_Listed records_
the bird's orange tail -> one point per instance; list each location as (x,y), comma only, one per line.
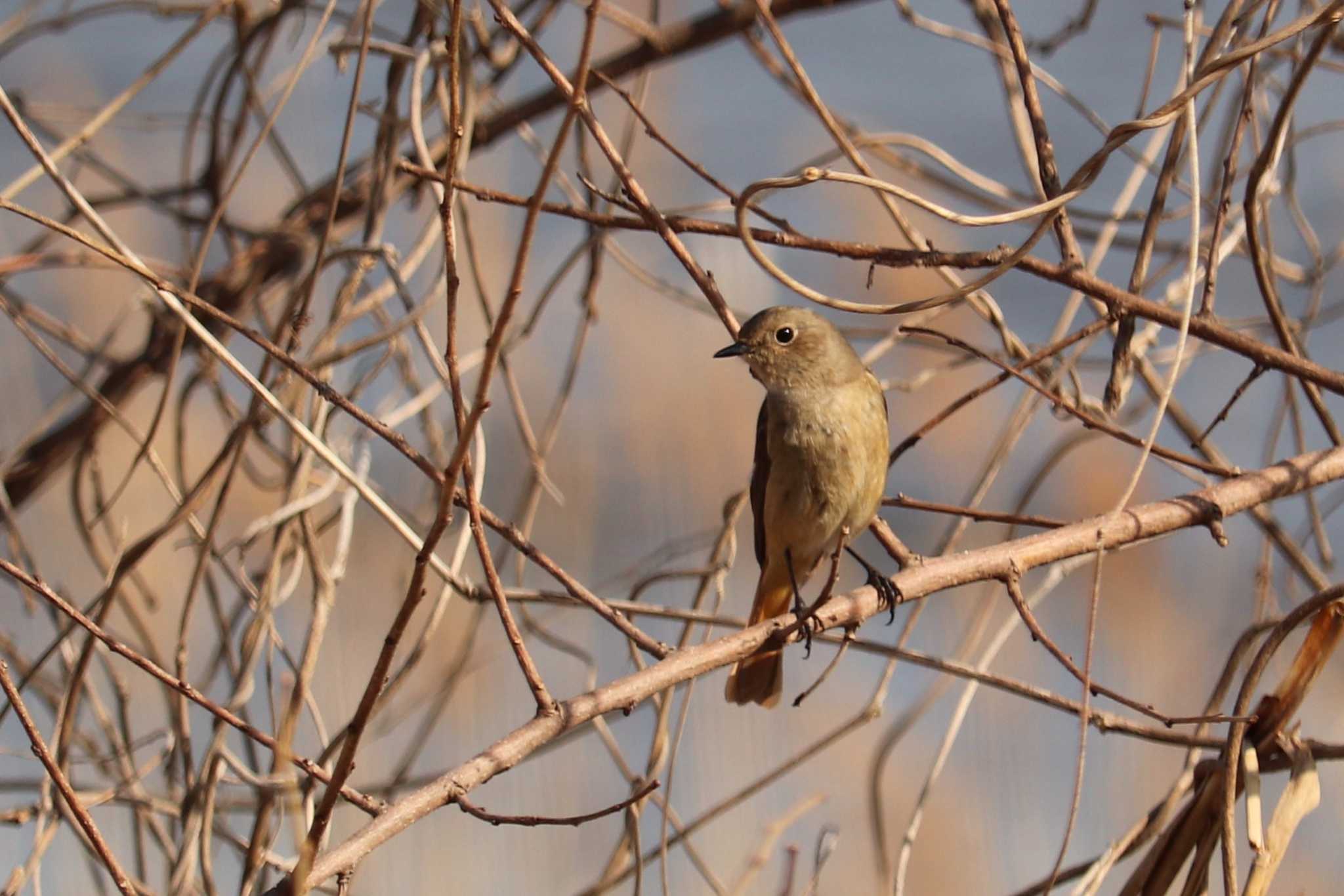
(760,678)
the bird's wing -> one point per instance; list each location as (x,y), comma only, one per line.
(760,476)
(886,414)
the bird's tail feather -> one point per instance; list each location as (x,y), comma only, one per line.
(760,678)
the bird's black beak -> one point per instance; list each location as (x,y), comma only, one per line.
(732,351)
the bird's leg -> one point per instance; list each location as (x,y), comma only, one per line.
(799,607)
(808,614)
(887,592)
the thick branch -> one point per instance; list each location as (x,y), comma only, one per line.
(1128,527)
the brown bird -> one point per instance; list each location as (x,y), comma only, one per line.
(819,473)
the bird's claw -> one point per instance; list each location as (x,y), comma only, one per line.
(889,596)
(807,620)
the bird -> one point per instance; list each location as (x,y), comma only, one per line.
(819,470)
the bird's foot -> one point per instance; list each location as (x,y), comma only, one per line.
(889,596)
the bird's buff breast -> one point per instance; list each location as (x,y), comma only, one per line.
(828,464)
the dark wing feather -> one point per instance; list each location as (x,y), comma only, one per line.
(760,476)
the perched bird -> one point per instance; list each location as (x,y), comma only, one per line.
(819,473)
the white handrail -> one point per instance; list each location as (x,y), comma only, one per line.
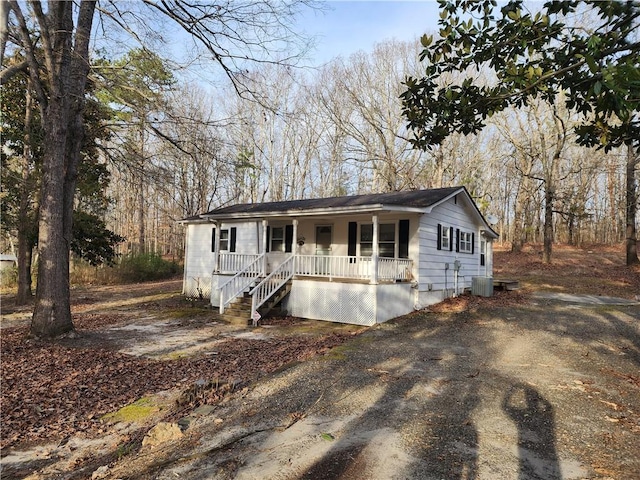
(242,280)
(272,283)
(335,266)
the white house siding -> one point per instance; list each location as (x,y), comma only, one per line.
(434,282)
(354,303)
(200,260)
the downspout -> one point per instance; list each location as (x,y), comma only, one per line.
(216,262)
(264,247)
(186,259)
(294,243)
(375,252)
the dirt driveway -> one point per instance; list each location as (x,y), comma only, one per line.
(545,390)
(541,388)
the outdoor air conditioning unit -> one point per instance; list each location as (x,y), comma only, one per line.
(482,286)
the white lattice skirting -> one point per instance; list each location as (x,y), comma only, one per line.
(358,304)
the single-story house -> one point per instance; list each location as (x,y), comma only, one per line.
(360,259)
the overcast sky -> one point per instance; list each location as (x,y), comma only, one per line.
(349,26)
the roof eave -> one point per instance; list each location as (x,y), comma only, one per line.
(316,212)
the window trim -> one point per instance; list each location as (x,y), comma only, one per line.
(385,242)
(281,239)
(466,242)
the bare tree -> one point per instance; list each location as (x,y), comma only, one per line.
(231,32)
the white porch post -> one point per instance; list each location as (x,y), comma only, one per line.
(374,253)
(294,242)
(264,246)
(216,247)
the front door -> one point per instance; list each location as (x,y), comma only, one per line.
(324,237)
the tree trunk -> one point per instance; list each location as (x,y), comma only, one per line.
(52,311)
(25,224)
(632,207)
(62,119)
(548,223)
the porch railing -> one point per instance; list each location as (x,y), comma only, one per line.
(360,268)
(272,283)
(234,262)
(394,269)
(242,280)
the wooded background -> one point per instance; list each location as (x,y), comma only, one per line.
(175,149)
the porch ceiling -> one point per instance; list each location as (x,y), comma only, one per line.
(417,201)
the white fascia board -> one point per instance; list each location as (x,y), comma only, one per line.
(318,212)
(193,221)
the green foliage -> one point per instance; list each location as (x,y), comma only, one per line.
(21,177)
(92,241)
(145,267)
(595,72)
(134,84)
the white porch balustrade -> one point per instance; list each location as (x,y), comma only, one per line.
(329,266)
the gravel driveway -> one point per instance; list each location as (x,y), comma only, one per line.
(546,390)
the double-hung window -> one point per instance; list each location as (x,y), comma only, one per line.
(444,238)
(277,239)
(224,239)
(466,242)
(386,239)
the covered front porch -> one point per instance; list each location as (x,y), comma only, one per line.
(361,249)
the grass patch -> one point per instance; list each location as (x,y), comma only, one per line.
(187,312)
(137,411)
(340,352)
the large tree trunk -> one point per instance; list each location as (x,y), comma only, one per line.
(549,195)
(52,311)
(632,206)
(68,66)
(25,223)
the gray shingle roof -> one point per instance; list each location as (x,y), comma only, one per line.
(413,198)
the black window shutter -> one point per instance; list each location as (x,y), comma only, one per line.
(232,240)
(288,238)
(268,249)
(403,239)
(353,239)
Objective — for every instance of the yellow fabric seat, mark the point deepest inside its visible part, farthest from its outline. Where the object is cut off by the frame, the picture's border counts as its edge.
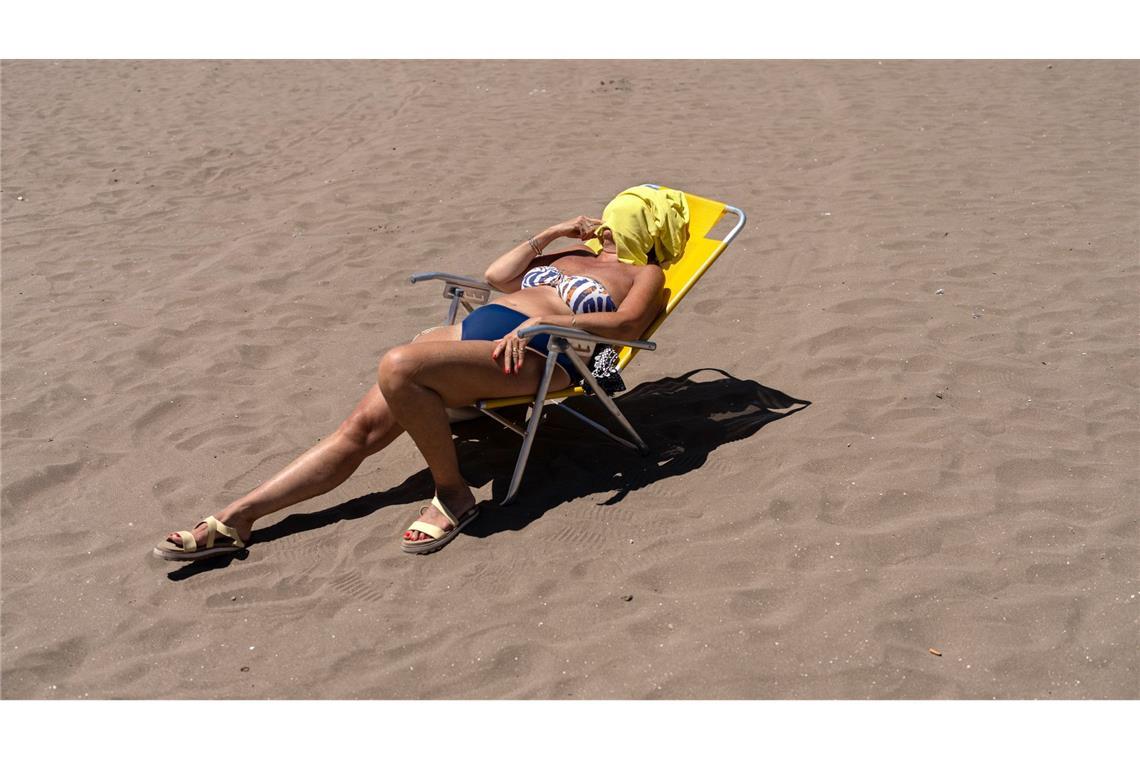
(680, 277)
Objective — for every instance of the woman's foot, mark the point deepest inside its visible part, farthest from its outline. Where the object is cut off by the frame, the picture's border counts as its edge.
(433, 516)
(439, 523)
(244, 528)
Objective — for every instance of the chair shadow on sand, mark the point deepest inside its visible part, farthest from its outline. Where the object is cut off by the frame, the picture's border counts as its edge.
(682, 422)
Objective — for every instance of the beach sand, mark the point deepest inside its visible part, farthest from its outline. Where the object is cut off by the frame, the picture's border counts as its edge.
(203, 262)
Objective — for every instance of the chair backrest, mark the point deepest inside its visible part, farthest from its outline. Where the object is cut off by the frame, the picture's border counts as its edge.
(681, 275)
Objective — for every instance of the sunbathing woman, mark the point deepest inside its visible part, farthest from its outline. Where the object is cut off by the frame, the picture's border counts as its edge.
(611, 287)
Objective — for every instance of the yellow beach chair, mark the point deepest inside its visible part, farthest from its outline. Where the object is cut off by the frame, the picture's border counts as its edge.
(681, 275)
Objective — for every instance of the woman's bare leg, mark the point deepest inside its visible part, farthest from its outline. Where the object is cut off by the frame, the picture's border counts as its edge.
(369, 428)
(421, 381)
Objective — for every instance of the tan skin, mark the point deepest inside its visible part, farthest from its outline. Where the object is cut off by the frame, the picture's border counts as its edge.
(418, 381)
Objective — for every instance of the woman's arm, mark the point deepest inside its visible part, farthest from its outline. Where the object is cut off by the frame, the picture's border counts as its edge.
(505, 274)
(642, 304)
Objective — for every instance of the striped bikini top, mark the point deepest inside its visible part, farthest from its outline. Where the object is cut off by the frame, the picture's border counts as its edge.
(583, 294)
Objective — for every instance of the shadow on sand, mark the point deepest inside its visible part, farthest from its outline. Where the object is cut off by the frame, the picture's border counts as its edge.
(682, 422)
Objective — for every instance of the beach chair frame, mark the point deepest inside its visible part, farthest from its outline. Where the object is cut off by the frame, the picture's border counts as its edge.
(472, 293)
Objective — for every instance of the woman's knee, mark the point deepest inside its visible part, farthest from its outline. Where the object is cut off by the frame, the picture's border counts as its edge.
(397, 367)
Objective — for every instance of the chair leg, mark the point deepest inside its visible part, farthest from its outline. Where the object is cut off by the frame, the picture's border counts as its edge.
(536, 416)
(607, 401)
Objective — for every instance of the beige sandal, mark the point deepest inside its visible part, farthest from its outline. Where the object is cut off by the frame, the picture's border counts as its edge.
(189, 549)
(439, 537)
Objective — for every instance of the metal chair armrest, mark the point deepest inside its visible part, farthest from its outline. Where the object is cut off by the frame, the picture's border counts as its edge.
(456, 279)
(575, 334)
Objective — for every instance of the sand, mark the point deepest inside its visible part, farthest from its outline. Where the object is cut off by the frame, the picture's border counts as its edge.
(203, 262)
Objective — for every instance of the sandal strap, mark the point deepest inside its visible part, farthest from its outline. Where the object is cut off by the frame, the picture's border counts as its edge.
(434, 531)
(444, 511)
(216, 525)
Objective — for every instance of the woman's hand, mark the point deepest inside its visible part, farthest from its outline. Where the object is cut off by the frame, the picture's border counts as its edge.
(511, 350)
(579, 227)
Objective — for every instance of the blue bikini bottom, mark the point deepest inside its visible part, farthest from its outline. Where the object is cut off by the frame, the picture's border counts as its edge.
(491, 321)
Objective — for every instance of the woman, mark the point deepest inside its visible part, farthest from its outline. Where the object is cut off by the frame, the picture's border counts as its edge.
(611, 287)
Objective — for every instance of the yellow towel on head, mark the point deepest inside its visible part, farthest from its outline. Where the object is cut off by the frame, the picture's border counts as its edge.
(641, 218)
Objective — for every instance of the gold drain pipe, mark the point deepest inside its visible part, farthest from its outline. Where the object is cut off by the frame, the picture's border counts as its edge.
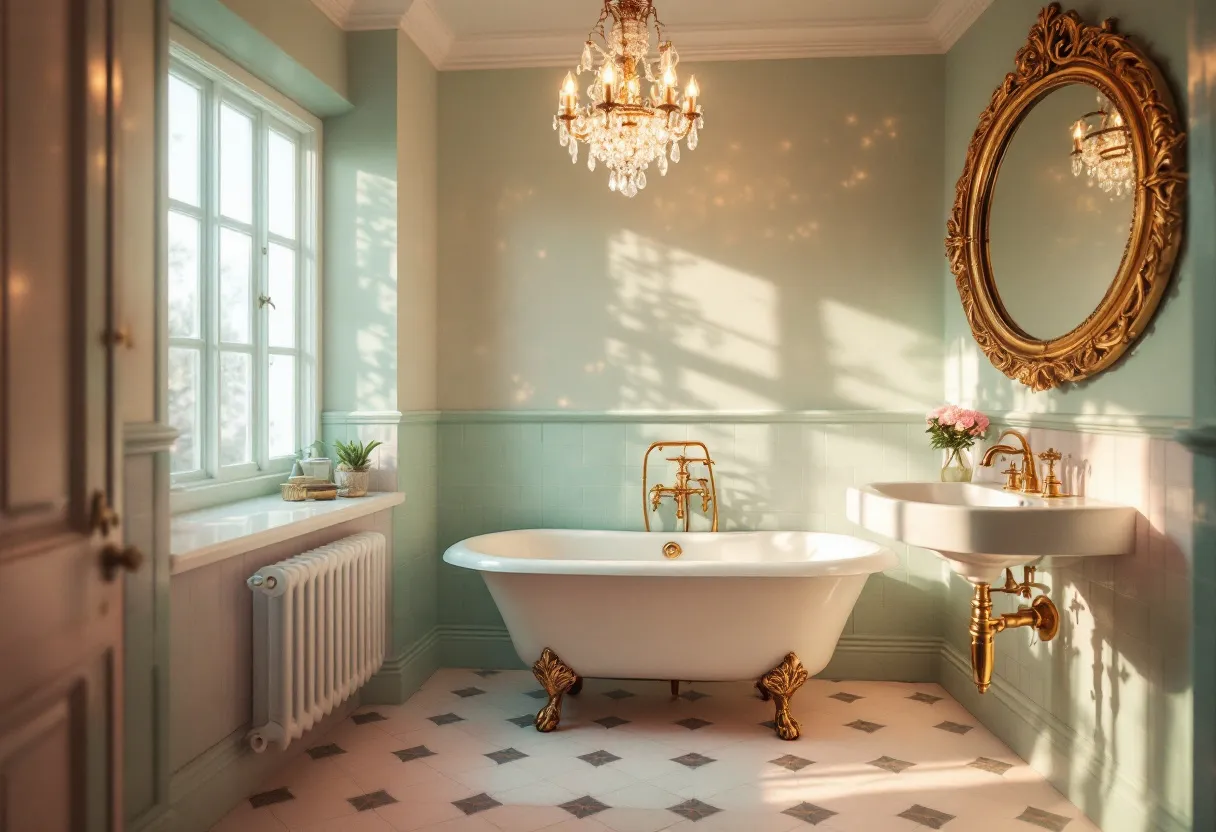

_Activity_
A verbatim copy is needed of the lines running from the line with "Objective — for every instance of the blue" to the end of the data above, both included. Keep the pictures out of it.

_Expected answer_
Objective — for every instance of the blue bikini bottom, mark the point deepest inside its visible part, farthest from its outline. Where the object is cut off by the frame, the picture's border counts as its edge.
(491, 321)
Objective — for every instance of the woman, mark the point deepest inside its visible part, farthest from its outline. Where the object is cut off by the frame, the picture's border counts as its edge.
(611, 287)
Objective — for every instance of the yellow towel on head, mark the point deepest inside its visible part, farthest from its outline. Where the object is cut off by the frame, the picture's border counts as its edge.
(641, 218)
Objective — for every instance of the gold drain pipe, mark the point deepest inside its visible part, farthest from its outline. Where the object is cut off by the frame, the picture's border counts as its edge.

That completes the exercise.